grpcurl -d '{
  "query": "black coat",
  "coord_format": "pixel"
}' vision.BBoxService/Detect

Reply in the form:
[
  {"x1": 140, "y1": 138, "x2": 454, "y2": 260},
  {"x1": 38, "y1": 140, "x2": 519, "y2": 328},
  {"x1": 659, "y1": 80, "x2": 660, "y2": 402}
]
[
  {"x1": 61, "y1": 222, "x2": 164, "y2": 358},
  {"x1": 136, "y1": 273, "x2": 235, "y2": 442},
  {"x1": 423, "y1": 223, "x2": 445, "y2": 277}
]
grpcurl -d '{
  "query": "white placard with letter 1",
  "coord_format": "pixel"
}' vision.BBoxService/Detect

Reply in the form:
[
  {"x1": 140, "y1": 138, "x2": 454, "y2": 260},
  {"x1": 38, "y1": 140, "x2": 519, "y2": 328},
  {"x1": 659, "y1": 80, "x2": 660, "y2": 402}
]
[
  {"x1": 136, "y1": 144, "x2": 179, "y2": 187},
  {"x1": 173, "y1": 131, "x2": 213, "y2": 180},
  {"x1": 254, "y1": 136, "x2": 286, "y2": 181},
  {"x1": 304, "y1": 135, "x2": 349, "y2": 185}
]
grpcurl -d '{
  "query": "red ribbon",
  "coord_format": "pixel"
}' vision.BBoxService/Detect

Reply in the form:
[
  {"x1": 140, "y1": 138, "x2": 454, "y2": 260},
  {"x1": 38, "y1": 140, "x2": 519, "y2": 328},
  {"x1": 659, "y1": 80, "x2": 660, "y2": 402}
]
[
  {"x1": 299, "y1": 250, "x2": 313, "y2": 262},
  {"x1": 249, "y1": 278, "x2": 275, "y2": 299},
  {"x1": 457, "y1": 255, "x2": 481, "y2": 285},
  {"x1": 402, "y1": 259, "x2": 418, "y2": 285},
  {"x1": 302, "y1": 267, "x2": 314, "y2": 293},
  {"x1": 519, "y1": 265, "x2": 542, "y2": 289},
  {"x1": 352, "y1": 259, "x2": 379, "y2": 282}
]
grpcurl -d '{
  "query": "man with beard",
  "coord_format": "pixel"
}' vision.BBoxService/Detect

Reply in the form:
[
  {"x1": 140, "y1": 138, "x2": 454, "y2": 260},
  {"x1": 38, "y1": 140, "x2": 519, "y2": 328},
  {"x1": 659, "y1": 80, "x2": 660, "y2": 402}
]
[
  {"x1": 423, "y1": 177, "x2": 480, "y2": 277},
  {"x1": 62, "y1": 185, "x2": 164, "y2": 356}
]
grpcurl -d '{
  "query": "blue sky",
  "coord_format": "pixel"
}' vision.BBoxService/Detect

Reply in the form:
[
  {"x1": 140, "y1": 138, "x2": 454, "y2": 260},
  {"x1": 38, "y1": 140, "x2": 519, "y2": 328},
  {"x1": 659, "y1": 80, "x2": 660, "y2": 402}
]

=-=-=-=-=

Give back the entries above precisely as they appear.

grpcurl -d '{
  "query": "black coat",
  "coord_format": "pixel"
}' vision.BBoxService/Detect

Reply in the form:
[
  {"x1": 140, "y1": 138, "x2": 454, "y2": 260},
  {"x1": 38, "y1": 140, "x2": 519, "y2": 328},
  {"x1": 659, "y1": 80, "x2": 660, "y2": 402}
]
[
  {"x1": 61, "y1": 222, "x2": 164, "y2": 358},
  {"x1": 136, "y1": 273, "x2": 235, "y2": 442},
  {"x1": 423, "y1": 223, "x2": 445, "y2": 277}
]
grpcurl -d '{
  "query": "white placard with letter 1",
  "coord_format": "pixel"
}' vision.BBoxService/Detect

Reply in the form:
[
  {"x1": 140, "y1": 138, "x2": 454, "y2": 260},
  {"x1": 38, "y1": 140, "x2": 519, "y2": 328},
  {"x1": 659, "y1": 80, "x2": 660, "y2": 402}
]
[
  {"x1": 136, "y1": 144, "x2": 179, "y2": 187},
  {"x1": 173, "y1": 131, "x2": 213, "y2": 180},
  {"x1": 254, "y1": 136, "x2": 286, "y2": 181},
  {"x1": 304, "y1": 135, "x2": 349, "y2": 185}
]
grpcurl -d '{
  "query": "red ribbon",
  "coord_format": "pixel"
}' vision.BBoxService/Detect

Reply in the form:
[
  {"x1": 140, "y1": 138, "x2": 454, "y2": 260},
  {"x1": 38, "y1": 140, "x2": 519, "y2": 328},
  {"x1": 659, "y1": 80, "x2": 660, "y2": 402}
]
[
  {"x1": 299, "y1": 250, "x2": 313, "y2": 262},
  {"x1": 249, "y1": 278, "x2": 275, "y2": 299},
  {"x1": 457, "y1": 255, "x2": 481, "y2": 285},
  {"x1": 402, "y1": 259, "x2": 418, "y2": 285},
  {"x1": 302, "y1": 267, "x2": 314, "y2": 293},
  {"x1": 519, "y1": 265, "x2": 542, "y2": 289},
  {"x1": 352, "y1": 259, "x2": 379, "y2": 282}
]
grpcurl -d '{
  "query": "man with beard",
  "coord_format": "pixel"
}' vision.BBoxService/Detect

Reply in the form:
[
  {"x1": 140, "y1": 138, "x2": 454, "y2": 260},
  {"x1": 38, "y1": 140, "x2": 519, "y2": 328},
  {"x1": 659, "y1": 80, "x2": 660, "y2": 402}
]
[
  {"x1": 423, "y1": 177, "x2": 480, "y2": 277},
  {"x1": 62, "y1": 185, "x2": 164, "y2": 356}
]
grpcurl -d '{
  "query": "blue sky",
  "coord_format": "pixel"
}' vision.BBoxService/Detect

Reply in the form:
[
  {"x1": 140, "y1": 138, "x2": 454, "y2": 260},
  {"x1": 38, "y1": 140, "x2": 519, "y2": 328},
  {"x1": 659, "y1": 80, "x2": 660, "y2": 402}
]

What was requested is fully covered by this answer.